**INSTRUCTIONS TO FOLLOW**.
Please write out every line of the listing below again, requests included, shifting each answer's coordinates by adding 27 to both the x and the y value.

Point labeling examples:
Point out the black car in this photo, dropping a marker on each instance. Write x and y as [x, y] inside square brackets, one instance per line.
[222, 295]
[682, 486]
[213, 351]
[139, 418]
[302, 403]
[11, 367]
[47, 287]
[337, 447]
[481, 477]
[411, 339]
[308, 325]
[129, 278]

**FINISHED ANSWER**.
Point out the black car in this photo, dropping a marker on each instance. Write x and y as [x, y] inside square brackets, one instance per line.
[249, 322]
[709, 513]
[240, 378]
[166, 445]
[329, 430]
[38, 394]
[74, 314]
[364, 474]
[508, 504]
[438, 366]
[335, 352]
[156, 305]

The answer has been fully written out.